» 任务要求 A:
将数据列表中的各行重新改写一遍，把其中的“green leaf”换成“yellow leaf”，其余内容一律保持原样。

对于类似的观点,可能不同的公益人会有不同的看法。但是,基于这种平等视角的对公益慈善的理解,一以贯之地构成了作者的基本立场,那就是从实践出发,从实然出发,从能够切实地缓解人的痛苦、改善人的处境出发。但凡公益人,恐怕没有一天不被叩问初心与使命,若是阅读本书至此,不妨掩卷而自问。
其三,在《公益人是“圣人”》中,作者提出“社会公益人格化可能会导致异化”这一命题,认为“中国社会公益发展的根本,可能在于社会公益组织是否能够做到自知、自觉和自律”。诚然,没有任何一个领域的人会是圣人,同样就是圣人领域也并不总是名副其实。因此对于公益人是“圣人”的质疑,其实是对社会文化与认知的批评。自知、自觉、自律固然是公益领域的主责,但是整个社会公益心理的建构,需要的是各界的共同的参与和努力。
因此,本书不只适合公益人独自阅读,而更适合作为社会各界尤其是有建言献策职能的人士研读、讨论的素材。例如作者写到的这一条,起码从逻辑上就简明扼要地解释了公益人为什么也要有相对体面的薪酬这个问题:“尽管公益本身是神圣的,但是它的物化存在不是圣殿,我们没有办法让公益人都成为圣人,所以才通过一系列制度性的安排,让公益人首先是一个人。也就是说,我们认可公益人是一个生活在现实中的社会人,我们给公益人应有的社会荣誉、体面的经济生活和应有的职业激励。”

» 数据列表:
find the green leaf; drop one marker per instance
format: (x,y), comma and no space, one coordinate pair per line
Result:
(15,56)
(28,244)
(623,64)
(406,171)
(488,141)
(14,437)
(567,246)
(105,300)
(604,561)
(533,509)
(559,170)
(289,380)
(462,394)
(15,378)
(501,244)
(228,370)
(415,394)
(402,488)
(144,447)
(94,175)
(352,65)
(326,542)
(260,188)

» 任务要求 B:
请照原样输出上面原文中的一段：从含有“对于类似的观点,可能不同的公”的地方开始，到“的是各界的共同的参与和努力。”之后结束。

» 参考解答 A:
find the yellow leaf; drop one marker per instance
format: (x,y), comma and no space, one coordinate pair per line
Result:
(15,56)
(28,244)
(623,64)
(406,171)
(488,141)
(14,437)
(567,246)
(105,300)
(604,561)
(533,509)
(559,170)
(289,380)
(462,394)
(15,378)
(501,244)
(228,370)
(415,394)
(402,488)
(144,447)
(94,175)
(352,65)
(326,542)
(260,188)

» 参考解答 B:
对于类似的观点,可能不同的公益人会有不同的看法。但是,基于这种平等视角的对公益慈善的理解,一以贯之地构成了作者的基本立场,那就是从实践出发,从实然出发,从能够切实地缓解人的痛苦、改善人的处境出发。但凡公益人,恐怕没有一天不被叩问初心与使命,若是阅读本书至此,不妨掩卷而自问。
其三,在《公益人是“圣人”》中,作者提出“社会公益人格化可能会导致异化”这一命题,认为“中国社会公益发展的根本,可能在于社会公益组织是否能够做到自知、自觉和自律”。诚然,没有任何一个领域的人会是圣人,同样就是圣人领域也并不总是名副其实。因此对于公益人是“圣人”的质疑,其实是对社会文化与认知的批评。自知、自觉、自律固然是公益领域的主责,但是整个社会公益心理的建构,需要的是各界的共同的参与和努力。